ASSIGNMENT → List every person named in the article below about a pregnant mother's brain tumor.

EXERCISE PASSAGE →
A mom was almost killed by her unborn baby when her pregnancy hormones fed a tennis ball-sized brain tumor, before it was removed on the day she gave birth.
Shurelle Harrington was 33 weeks pregnant with daughter Katie when she went blind in her right eye and stared projectile vomiting.
The 33-year-old was rushed to hospital, where a life-threatening "tennis ball-size" meningioma tumor was discovered on her brain.
Doctors told her the pregnancy hormones were speeding up the growth of the tumor which could kill her if she did not have it removed immediately.
On January 20, 2014, she was given a general anaesthetic and underwent an 11-hour operation to save both her and her unborn child’s life.
Surgeons at Nottingham City Hospital first delivered Katie by caesarean section before partially removing the 3-inch wide tumor – a procedure known as debulking.
The double operation was successful in restoring Harrington's vision, and baby Katie was was born weighing 5-lbs., 17-oz.
"I was 33 weeks pregnant with Katie when I first started to have some odd symptoms," Harrington, who lives with her husband, Peter, in Borrowash, Derbyshire, said. "I lost vision in my right eye, and started to feel extremely sick and under the weather."
"At first I thought it might have just been something to do with the pregnancy, but as the sickness got worse and worse, I started to worry that there might be something wrong," she said. "I wanted to get it checked out, especially as Katie was so close. I went to the maternity ward at Royal Derby Hospital, and they did some scans and discovered the tumor.
"They were very concerned, and as there was no neurology department, I had to be transferred over to Nottingham for further tests," Harrington said. "A couple of days later, they ran some tests there and found that it was the size of a tennis ball, and was what they called a meningioma."
"It had obviously applied pressure to the optic nerve, and that was why I was unable to see through the right eye," she said. "I couldn't believe it, and was very worried. There were a lot of sleepless nights. The doctors were concerned, and the fear was that I might have a seizure or something during pregnancy."
"I was also told that the hormones that were in my body from the pregnancy were making the tumor grow faster, so it needed to be operated on as soon as possible to reduce its size," she said. "I was told by the doctors that, because the pregnancy was so far gone, she would have to be removed from my body before I could have the operation. So it was a case of the pregnancy and this major brain operation both coinciding."
"It was such a stressful few days in the lead up to it, especially as the doctors claimed that I was first priority, rather than Katie," Harrington said. "That was my fear - that I would wake up to find out that I didn't have a daughter."
"They put me out for 11 hours. Peter was at the hospital, and I can't imagine what was going through his mind," she said. "He was facing potentially losing one or his wife or his daughter, or even both, so it must have been an agonizing wait. Thankfully everything worked out OK in the end - the operation was successful, I could see again, and I was able to see Katie for the first time the next day."

SUPPLIED MATERIAL →
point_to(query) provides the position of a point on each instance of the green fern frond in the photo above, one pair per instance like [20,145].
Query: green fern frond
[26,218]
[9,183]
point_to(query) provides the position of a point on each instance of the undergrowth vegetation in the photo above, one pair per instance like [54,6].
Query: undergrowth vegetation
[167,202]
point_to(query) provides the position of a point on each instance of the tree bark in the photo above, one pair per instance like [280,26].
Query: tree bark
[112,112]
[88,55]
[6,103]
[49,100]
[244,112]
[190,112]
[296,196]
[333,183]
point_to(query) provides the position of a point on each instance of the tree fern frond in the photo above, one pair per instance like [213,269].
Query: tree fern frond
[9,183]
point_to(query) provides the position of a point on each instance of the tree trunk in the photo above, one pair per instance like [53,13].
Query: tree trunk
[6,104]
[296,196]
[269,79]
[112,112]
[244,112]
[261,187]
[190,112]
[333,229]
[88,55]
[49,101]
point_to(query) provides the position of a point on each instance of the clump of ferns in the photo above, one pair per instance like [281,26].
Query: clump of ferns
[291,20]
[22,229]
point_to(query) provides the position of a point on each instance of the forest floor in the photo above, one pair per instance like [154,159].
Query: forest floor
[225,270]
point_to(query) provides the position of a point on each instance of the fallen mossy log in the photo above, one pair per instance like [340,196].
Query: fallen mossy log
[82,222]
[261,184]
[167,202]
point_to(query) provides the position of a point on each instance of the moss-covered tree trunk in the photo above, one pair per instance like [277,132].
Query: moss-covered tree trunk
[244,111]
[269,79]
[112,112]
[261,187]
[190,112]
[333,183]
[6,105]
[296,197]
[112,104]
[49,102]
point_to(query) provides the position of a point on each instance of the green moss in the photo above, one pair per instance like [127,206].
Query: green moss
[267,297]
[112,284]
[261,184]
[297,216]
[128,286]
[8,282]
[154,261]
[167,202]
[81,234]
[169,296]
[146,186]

==

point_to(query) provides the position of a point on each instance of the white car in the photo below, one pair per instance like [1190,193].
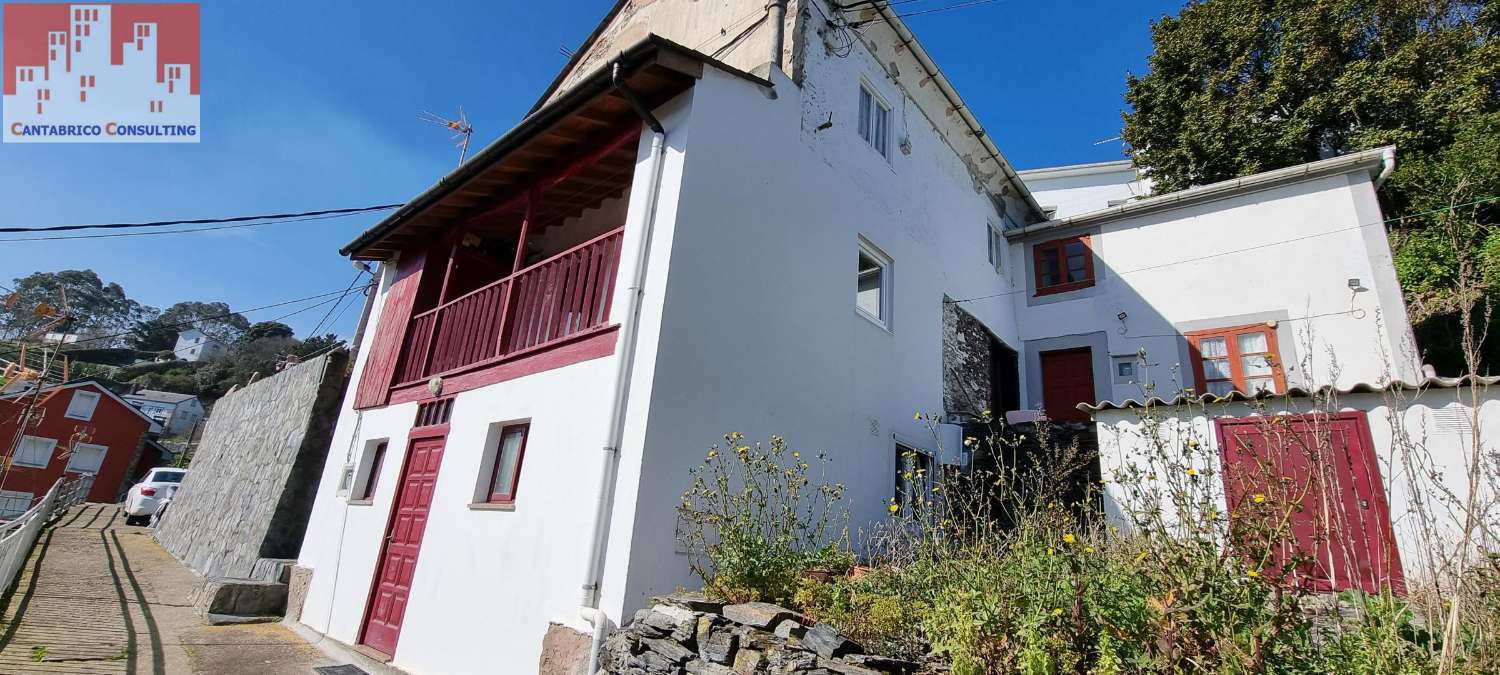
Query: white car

TASK ANSWER → Shurelle Harrington, Katie, Peter